## [TAREAS DEL EJERCICIO]
[1] En el texto sobre la trilogía de Marías, ¿qué le reprochan algunos críticos al autor?
[2] Prolonga el texto sobre la trilogía de Marías a partir de su última oración.
------ TEXTO PROPORCIONADO ------
El argumento de la trilogía cabría en dos carillas. Si bien Marías elige con astucia sus escenarios y son decididamente democráticos, en cambio, para la exposición utiliza las herramientas más difíciles de la literatura exigente. Quizás por eso hay lectores que se declaran fatigados, del mismo modo que los hay que afirman haberse aburrido con las novelas de Benet. Como es lógico, esa es una cuestión de elección personal. Yo no creo que sea más arduo leer a Benet o a Marías que soportar la prosa periodística. Incluso tiendo a entender con mayor dificultad las declaraciones de un ministro que las páginas de una novela de Benet. A veces debo leerlas dos veces para encontrarles algún sentido, cosa que no me ha pasado en las casi mil páginas de Marías.

La prosa de Marías es densa porque es creativa, no es fácil porque es preciso aprender a usarla (lo mismo sucede con Bernhard o con Schoenberg), en ningún momento apela al latiguillo, al tópico, al lugar común, a la frase hecha para facilitar las cosas, sino que, por el contrario, dedica bastantes páginas a desentrañar expresiones, a mirar con lupa una palabra, una frase, a obsesionarse con las equivalencias lingüísticas entre idiomas. Hay críticos que le reprochan un uso poco ortodoxo de la sintaxis. Yo creo que eso debería ser una alabanza.
------ MATERIAL MOSTRADO ------
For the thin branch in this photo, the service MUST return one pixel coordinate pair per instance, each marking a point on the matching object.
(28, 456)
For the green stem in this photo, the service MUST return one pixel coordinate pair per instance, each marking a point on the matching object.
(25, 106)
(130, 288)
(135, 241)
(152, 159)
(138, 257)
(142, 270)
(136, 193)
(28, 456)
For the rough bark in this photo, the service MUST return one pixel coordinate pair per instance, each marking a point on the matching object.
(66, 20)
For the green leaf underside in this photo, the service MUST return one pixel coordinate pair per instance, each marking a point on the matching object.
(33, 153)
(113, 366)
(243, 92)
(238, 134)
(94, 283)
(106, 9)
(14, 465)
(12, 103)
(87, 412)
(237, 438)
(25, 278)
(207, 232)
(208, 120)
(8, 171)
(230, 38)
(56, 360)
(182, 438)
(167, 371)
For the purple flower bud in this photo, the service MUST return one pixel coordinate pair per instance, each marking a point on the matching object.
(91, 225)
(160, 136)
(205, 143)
------
------ MATERIAL MOSTRADO ------
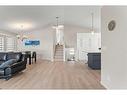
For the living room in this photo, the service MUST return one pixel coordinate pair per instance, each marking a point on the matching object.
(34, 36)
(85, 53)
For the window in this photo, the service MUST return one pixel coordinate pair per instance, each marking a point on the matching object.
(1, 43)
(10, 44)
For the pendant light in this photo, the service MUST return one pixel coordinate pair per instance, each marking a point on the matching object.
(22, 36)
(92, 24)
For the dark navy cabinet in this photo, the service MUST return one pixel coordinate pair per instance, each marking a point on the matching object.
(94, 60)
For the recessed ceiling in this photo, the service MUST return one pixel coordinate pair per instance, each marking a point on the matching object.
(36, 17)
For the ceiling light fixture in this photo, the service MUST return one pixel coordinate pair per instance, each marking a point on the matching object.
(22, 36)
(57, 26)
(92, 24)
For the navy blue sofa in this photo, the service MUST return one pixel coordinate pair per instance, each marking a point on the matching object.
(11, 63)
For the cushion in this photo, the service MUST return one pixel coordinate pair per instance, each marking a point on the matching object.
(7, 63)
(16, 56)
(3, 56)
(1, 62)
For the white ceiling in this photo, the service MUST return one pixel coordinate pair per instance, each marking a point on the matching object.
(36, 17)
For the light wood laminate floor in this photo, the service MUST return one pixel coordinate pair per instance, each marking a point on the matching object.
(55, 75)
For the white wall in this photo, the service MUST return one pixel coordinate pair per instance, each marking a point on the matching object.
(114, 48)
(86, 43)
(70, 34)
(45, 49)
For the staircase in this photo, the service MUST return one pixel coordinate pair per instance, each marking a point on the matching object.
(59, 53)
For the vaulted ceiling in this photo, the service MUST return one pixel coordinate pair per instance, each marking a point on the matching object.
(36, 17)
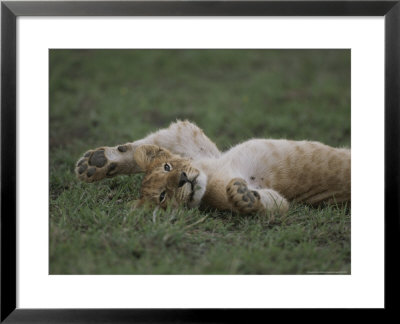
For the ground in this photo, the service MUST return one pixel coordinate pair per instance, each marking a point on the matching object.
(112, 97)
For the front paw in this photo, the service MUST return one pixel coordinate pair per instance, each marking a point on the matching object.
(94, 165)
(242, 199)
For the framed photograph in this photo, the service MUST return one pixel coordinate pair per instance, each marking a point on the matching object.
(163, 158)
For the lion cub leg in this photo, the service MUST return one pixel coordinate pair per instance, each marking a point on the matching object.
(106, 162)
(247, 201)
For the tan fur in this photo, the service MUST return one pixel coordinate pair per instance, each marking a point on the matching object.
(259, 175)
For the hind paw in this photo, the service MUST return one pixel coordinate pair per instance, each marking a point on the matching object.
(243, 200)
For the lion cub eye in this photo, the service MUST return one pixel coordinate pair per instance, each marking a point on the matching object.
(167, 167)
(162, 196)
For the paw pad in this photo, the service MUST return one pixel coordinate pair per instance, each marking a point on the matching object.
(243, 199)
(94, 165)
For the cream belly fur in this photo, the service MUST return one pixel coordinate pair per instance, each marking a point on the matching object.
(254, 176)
------
## [RESULTADOS OBTENIDOS]
[1] Le reprochan un uso poco ortodoxo de la sintaxis.

[2]
La justificación de una prosa heterodoxa, sin embargo, ha de nacer de una necesidad reconocible, presente en la novela. La prosa de Marías es claustrofóbica, repetitiva, agobiante, obsesiva, casi demente en ocasiones, pero es que la novela no trata de otra cosa: obsesiones, demencias, agobios. El verdadero asunto de la novela no es el amor, o las relaciones entre los humanos, o las dificultades económicas, sexuales, políticas habituales. El tema de la obra es sencillamente el tiempo como apelativo abstracto de una destrucción imperceptible y repetitiva. A diferencia del tiempo proustiano, que tiene enmienda y se recobra o reencuentra, el tiempo de Marías es unidireccional, no tiene regreso, es irrecuperable. Ese tiempo se escinde en varias dimensiones, pero en todas ellas destruye sistemática y tercamente hasta hacernos desaparecer. A nosotros, a quienes amamos, lo que conocemos, lo que sentimos, la totalidad de nuestro ser, es decir, la totalidad del mundo en el que nos representamos; todo, hasta convertirnos en nada.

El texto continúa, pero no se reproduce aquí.